WORK INSTRUCTIONS: Copy out the records that appear below, exactly as each one reads.

DATA LISTING:
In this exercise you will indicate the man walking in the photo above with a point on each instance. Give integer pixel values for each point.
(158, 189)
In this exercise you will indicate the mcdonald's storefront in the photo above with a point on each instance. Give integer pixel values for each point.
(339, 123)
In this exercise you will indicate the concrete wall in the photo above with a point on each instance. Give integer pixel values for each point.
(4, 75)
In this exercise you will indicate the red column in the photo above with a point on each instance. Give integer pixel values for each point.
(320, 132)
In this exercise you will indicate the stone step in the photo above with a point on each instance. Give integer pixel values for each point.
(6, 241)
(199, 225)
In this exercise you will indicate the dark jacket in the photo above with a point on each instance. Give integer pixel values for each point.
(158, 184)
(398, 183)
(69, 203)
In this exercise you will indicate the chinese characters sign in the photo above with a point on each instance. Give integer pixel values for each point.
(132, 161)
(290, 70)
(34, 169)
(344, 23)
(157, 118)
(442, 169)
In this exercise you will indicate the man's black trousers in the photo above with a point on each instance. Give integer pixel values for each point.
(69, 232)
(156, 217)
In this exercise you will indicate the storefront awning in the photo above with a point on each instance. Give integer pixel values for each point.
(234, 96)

ANSWER FOR THE TASK:
In this exercise you will indicate the man walking in the photo above with a point on each instance. Give integer pixel values for each point.
(158, 189)
In this exercise you will indicate the mcdonald's storefront in the photo above with a point on each instance. Give integer pixel values for each point.
(339, 123)
In this exercise you will indicate the concrete wall in the photo above with a point on each instance. Give integer pixel values for each point.
(4, 75)
In this exercise you will indicate the red column in the photo above with a point on each instance. Give integer pixel values for each point.
(320, 132)
In this exercise you will indicate the stone step in the photo above with a point on each instance. Give integer pixel values for each point.
(6, 241)
(199, 225)
In this exercise you will indicate the dark jacket in the photo above with a point on each instance. Give integer pixel values for each point.
(158, 184)
(398, 183)
(69, 203)
In this exercise you will indicate the chinese characters sign in the photo above with a point on each instance. Give integer pixel values for each point.
(132, 161)
(290, 70)
(34, 169)
(344, 23)
(157, 118)
(442, 169)
In this exercise you will indicate the man's black trousers in the photo above with a point on each instance. Give integer pixel values for each point.
(69, 232)
(156, 217)
In this exercise you will indicate the storefront awning in the photo above with a point on each instance. Give integer pixel values for each point.
(234, 96)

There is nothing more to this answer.